**Your tasks:**
A. From the article on Azure versus AWS, list every category named in CRN's Cloud Barometer survey.
B. Write out the portion of the article on Azure versus AWS starting with "In a statement" and going on through "their respective vendors.".

Microsoft Azure Vs. AWS: 5 Partners On Why Azure Is ‘Superior’

With Microsoft Azure getting the highest rating from partners in CRN’s inaugural Cloud Barometer survey, solution provider executives point to Microsoft’s ‘more mature’ partner programs as well as Azure’s unique product capabilities.

Microsoft Azure Vs. AWS

As demand for cloud computing soars, the battle between Microsoft Azure and Amazon Web Services is only getting more intense. And even with the trend toward multi-cloud environments, some solution providers are choosing sides in the Azure vs. AWS contest. To get a sense for how partners currently view the top cloud platforms, CRN recently conducted its inaugural Cloud Barometer survey, which asked partners to rate their satisfaction with the leading Infrastructure-as-a-Service platforms across five key categories. Survey respondents awarded the highest overall rating to Microsoft Azure, followed by AWS at No. 2 and Google Cloud at No. 3.* Azure also received top partner ratings in three of the five categories covered in the survey: product capabilities, profitability and maturity of pricing. AWS won two categories—ease of integration and support for demand generation—while Google Cloud received no first-place finishes.

In a statement provided to CRN, Microsoft Channel Chief Rodney Clark said that “we view this ranking as an affirmation of our commitment to provide opportunity for partners to build and sell differentiated solutions that help customers migrate to the cloud.” AWS and Google Cloud declined to comment.

In the survey, 58 percent of Azure solution providers also reported having had a highly strategic sales relationship with Microsoft over the prior three months. By comparison, 43 percent of AWS partners and 31 percent of Google Cloud partners reported the same with their respective vendors.

Along with conducting the Cloud Barometer survey, CRN spoke with a number of Microsoft Gold partners who have predominantly chosen to focus on Azure over the AWS cloud service. These Microsoft partners cited advantages ranging from Microsoft’s “more mature” partner programs, to the Azure Active Directory authentication service, to Azure’s hybrid cloud capabilities. What follows are their comments from recent interviews comparing Microsoft Azure vs. AWS.

**Extracted material:**
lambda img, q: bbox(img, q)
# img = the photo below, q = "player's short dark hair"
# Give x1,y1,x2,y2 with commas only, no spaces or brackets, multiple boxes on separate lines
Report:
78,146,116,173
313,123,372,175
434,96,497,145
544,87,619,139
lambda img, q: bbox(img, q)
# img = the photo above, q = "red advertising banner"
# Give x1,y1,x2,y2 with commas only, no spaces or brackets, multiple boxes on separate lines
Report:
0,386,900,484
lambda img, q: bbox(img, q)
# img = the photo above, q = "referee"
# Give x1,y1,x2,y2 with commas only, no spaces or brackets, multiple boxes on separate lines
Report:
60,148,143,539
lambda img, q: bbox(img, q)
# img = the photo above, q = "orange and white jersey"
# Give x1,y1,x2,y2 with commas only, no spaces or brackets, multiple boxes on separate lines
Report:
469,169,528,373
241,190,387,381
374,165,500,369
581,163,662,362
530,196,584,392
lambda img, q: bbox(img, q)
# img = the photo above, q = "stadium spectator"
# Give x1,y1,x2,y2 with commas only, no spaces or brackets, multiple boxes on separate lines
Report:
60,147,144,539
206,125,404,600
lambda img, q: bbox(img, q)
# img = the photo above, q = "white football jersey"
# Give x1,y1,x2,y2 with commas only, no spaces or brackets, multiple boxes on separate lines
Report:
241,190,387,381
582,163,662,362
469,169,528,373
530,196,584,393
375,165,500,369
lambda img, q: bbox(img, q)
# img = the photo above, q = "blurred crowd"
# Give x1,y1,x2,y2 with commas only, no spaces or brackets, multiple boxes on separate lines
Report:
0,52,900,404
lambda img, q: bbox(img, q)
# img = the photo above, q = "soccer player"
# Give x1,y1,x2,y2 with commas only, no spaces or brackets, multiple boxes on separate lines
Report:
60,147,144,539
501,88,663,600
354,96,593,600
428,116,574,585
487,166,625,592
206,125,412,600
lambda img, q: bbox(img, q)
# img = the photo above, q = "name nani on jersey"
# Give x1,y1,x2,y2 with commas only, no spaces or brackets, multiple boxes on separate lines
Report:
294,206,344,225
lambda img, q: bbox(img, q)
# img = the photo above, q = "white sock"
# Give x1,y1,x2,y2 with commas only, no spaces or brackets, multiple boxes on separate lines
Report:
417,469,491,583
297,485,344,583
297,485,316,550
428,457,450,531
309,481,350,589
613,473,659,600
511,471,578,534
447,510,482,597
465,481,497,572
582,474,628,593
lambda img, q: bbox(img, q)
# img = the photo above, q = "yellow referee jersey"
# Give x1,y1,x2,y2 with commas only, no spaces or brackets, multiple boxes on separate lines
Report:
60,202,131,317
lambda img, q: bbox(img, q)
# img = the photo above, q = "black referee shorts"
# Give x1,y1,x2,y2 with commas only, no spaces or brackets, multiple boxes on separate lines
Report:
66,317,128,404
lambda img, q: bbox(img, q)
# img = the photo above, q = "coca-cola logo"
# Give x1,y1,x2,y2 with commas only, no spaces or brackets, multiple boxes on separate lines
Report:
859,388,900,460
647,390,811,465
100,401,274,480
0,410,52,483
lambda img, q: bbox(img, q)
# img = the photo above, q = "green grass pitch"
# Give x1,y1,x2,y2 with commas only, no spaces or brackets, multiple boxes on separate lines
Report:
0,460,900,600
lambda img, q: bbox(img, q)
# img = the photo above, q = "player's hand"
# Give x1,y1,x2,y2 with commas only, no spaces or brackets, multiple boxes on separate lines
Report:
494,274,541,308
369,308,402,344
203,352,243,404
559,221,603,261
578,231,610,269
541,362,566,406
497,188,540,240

**Solutions to the tasks:**
A.
- product capabilities
- profitability
- maturity of pricing
- ease of integration
- support for demand generation

B.
In a statement provided to CRN, Microsoft Channel Chief Rodney Clark said that “we view this ranking as an affirmation of our commitment to provide opportunity for partners to build and sell differentiated solutions that help customers migrate to the cloud.” AWS and Google Cloud declined to comment.

In the survey, 58 percent of Azure solution providers also reported having had a highly strategic sales relationship with Microsoft over the prior three months. By comparison, 43 percent of AWS partners and 31 percent of Google Cloud partners reported the same with their respective vendors.